* Prompt A:
Answer these questions using the forum thread about the Dubai expats night out:
(i) At what venue is the night out set to start?
(ii) On which three possible events does Iron Horse request feedback?
(iii) How many additional attendees does Osh announce for the July night out?
* Prompt B: Reproduce the section of the forum thread about the Dubai expats night out from "## Iron Horse" up to and including "to see everyone.".

* Passage shown:
___

# Night Out Dubai Expats



## Iron Horse (Apr 10, 2008)

The next night out for the Dubai Expats.

Where: Madinat Jumeirah at Bar Zar (to start)
When: 17 July 2008 start at 7:30pm ish

Dress code? At Bar Zar it's casual, but if the event moves to one of the other areas it could be a bit more, so the flip flops might not get you past the door.

The menu is kind of light in terms of substance, but decent. Beverage selection is good.

If you can attend, please post. If more information is needed, please post.

We hope to see everyone.

Also would like feedback from everyone as to:

A Ski Dubai event
An Autodrome race event
An ATV Riding afternoon


----------



## Ogri750 (Feb 14, 2008)

Count me in.

I'd also be up for any of the three other events


----------



## alli (Mar 6, 2008)

Do any of you have facebook?

i would like to come but I am worried I won't have anything in common with anyone


----------



## Elphaba (Jan 24, 2008)

Alli

You are an expat - the other people going along are expats! I promise you'll have several topics to talk about including: the heat & traffic to start with. If nothing else you can ask Iron Horse why he thinks that throwing yourself out of planes is a good idea.  

I'm a definite maybe for that date, as I may be away.

-


----------



## Ogri750 (Feb 14, 2008)

Throwing yourself out of a perfectly serviceable aircraft is a great idea. It's sooooooo much fun


----------



## Osh (Mar 9, 2008)

Hi Iron Horse....another 2 for next night out in July.

Thanks


----------



## Elphaba (Jan 24, 2008)

Hey Osh!

Fancy seeing you here 

_


----------



## Osh (Mar 9, 2008)

___

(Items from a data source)
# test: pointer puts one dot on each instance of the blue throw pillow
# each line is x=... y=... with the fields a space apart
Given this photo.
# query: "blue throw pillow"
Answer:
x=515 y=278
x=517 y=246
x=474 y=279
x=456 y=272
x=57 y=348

___

* Exercise result A:
(i) Madinat Jumeirah at Bar Zar
(ii) A Ski Dubai event, an Autodrome race event, and an ATV Riding afternoon
(iii) Two

* Exercise result B:
## Iron Horse (Apr 10, 2008)

The next night out for the Dubai Expats.

Where: Madinat Jumeirah at Bar Zar (to start)
When: 17 July 2008 start at 7:30pm ish

Dress code? At Bar Zar it's casual, but if the event moves to one of the other areas it could be a bit more, so the flip flops might not get you past the door.

The menu is kind of light in terms of substance, but decent. Beverage selection is good.

If you can attend, please post. If more information is needed, please post.

We hope to see everyone.